# WORK TO BE COMPLETED:
Beginning with the first line, copy out each line of the material until the line containing "pixel 388 519" has been copied as well.

# INPUT:
--- START ---
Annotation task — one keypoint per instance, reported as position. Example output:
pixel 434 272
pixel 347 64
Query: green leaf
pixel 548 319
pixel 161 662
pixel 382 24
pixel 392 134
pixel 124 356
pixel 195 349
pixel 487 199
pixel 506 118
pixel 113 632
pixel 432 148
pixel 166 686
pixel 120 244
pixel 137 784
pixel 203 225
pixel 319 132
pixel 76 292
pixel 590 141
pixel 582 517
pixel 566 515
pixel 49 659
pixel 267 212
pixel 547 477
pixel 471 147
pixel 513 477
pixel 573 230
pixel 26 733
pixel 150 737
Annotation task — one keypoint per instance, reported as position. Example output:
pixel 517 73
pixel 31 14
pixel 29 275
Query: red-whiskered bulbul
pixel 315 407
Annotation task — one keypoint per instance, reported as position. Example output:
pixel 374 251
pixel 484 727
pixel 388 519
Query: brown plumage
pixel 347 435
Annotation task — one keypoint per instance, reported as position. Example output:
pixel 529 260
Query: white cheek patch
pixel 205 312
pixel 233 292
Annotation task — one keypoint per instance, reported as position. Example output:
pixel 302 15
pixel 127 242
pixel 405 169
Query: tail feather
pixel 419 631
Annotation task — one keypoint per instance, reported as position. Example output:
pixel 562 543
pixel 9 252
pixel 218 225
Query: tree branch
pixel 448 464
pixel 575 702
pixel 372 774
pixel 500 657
--- END ---
# ANSWER TO THIS TASK:
Annotation task — one keypoint per instance, reported as position. Example output:
pixel 434 272
pixel 347 64
Query: green leaf
pixel 548 319
pixel 161 662
pixel 382 24
pixel 392 134
pixel 124 356
pixel 195 349
pixel 487 199
pixel 506 118
pixel 113 632
pixel 432 148
pixel 166 686
pixel 120 244
pixel 137 784
pixel 203 225
pixel 319 132
pixel 76 292
pixel 590 141
pixel 582 517
pixel 566 515
pixel 49 659
pixel 267 212
pixel 547 477
pixel 471 147
pixel 513 477
pixel 573 230
pixel 26 733
pixel 150 737
Annotation task — one keypoint per instance, reported as position. Example output:
pixel 517 73
pixel 31 14
pixel 29 275
Query: red-whiskered bulbul
pixel 315 407
Annotation task — one keypoint per instance, reported as position. Example output:
pixel 374 251
pixel 484 727
pixel 388 519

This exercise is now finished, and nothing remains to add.